■ Records to use:
···

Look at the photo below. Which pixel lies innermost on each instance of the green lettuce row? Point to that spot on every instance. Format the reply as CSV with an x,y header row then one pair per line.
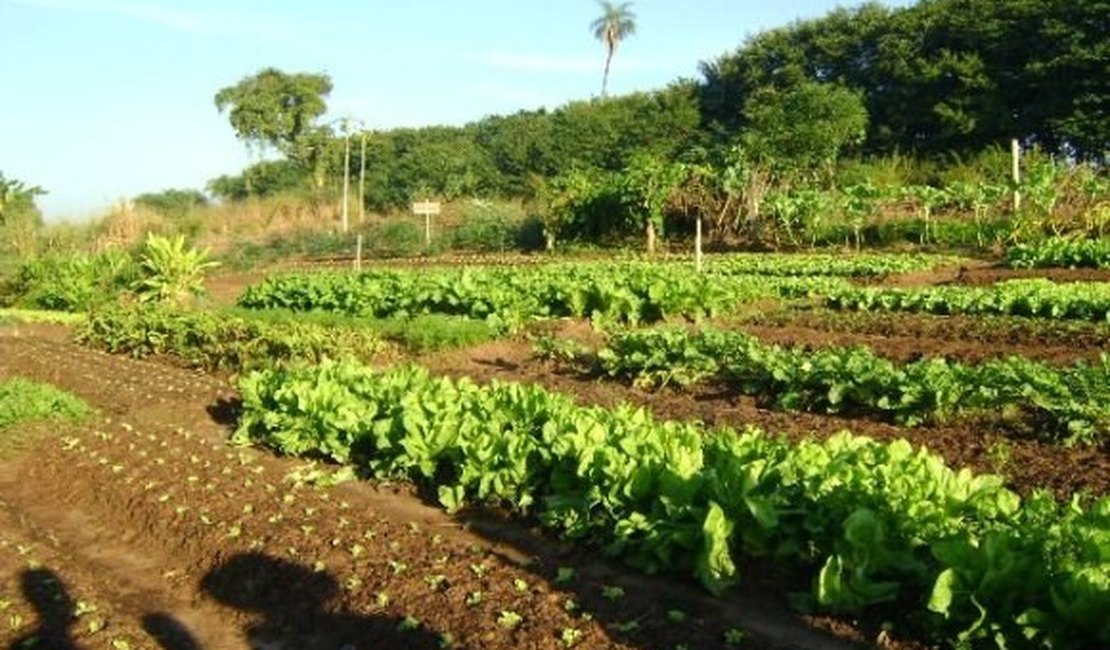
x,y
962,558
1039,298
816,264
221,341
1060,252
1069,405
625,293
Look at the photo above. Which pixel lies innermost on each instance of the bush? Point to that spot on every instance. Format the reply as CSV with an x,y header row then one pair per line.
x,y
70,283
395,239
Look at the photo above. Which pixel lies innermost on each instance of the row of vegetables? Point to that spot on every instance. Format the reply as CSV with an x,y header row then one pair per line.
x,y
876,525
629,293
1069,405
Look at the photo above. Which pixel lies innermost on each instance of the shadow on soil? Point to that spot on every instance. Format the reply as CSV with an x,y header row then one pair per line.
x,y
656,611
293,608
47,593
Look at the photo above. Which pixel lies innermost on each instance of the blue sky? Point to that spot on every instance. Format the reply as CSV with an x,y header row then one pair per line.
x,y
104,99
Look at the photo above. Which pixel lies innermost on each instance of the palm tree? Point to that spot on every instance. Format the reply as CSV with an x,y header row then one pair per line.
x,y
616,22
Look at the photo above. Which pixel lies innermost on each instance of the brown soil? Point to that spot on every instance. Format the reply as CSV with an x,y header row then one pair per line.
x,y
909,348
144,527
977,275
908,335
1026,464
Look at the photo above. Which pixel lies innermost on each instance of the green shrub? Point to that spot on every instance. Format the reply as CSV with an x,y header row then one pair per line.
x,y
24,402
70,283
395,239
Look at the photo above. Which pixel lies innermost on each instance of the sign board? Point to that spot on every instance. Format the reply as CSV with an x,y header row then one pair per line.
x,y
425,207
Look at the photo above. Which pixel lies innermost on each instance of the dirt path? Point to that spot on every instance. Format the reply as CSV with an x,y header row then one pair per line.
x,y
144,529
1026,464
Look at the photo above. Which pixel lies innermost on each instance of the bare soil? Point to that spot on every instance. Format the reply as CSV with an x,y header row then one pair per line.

···

■ Aim of the task: Reproduce each line exactly, please, except for any pictures.

■ Response below:
Look at the photo below. Which pixel lies innermost on each instance of the green lettuce row? Point to that spot on every instance. Format the reply as CSV with an x,y header row then one pair per line.
x,y
962,558
1039,298
816,264
221,341
1060,252
1069,405
625,293
Look at the photo above. Which pixel lies innermost on each instance of the bush? Point to that spot on every instance. Format the reply as CSV with an x,y header row then one pair per line.
x,y
70,283
395,239
Look at the photo above. Which pixel lies innermost on each instance of the row of vegetables? Point to that spot on every instance. Format the reply as CSV with an x,y header row then one pair per line.
x,y
876,525
629,293
1069,405
Look at the photo above. Which pixel lies innermost on each instance of the shadow on soil? Point to that spot on every instance. Format the reply as CSV with an x,y header row then one pair per line.
x,y
656,611
293,608
47,593
Look at the photo above. Which pixel lies innermost on each instance of the blue sky? Point to that spot on every instance. Format the reply as CSV with an x,y header row then one pair per line.
x,y
104,99
Look at the photo above. Which pixel lies innermost on each instance of the palm tree? Point to that spot on every instance. Format the reply as CSV with an x,y header row then one pair per line.
x,y
616,22
Look at the photo above. Which pixel lies innermost on each instance of the brown soil? Point to that spot on every instance. Format the reply as CSV with an x,y header row then one pair per line.
x,y
909,348
144,527
977,275
908,335
1026,464
Look at the photo above. Which pixel lies innermost on each instance of the green shrub? Point to that spot on every instance. Format the reply as CSV with an x,y header row then one pair per line.
x,y
24,402
70,283
395,239
Look at the photo above. Which pixel lies innermost on each instance of the sign board? Point to that spot on every instance. Format the reply as CSV with an x,y header row then one pair per line.
x,y
425,207
Look at the photo above. Which pixel lies innermost on each instance of the dirt path? Point to that spot on every instance. Format the reply as CSV with an x,y header row then one pair per line.
x,y
144,529
1026,464
Look at the photo above. Which pixel lies innermost on each instance of the bare soil? Point to that spot on every instance. Format the reply as CSV with an x,y header row then one pair per line.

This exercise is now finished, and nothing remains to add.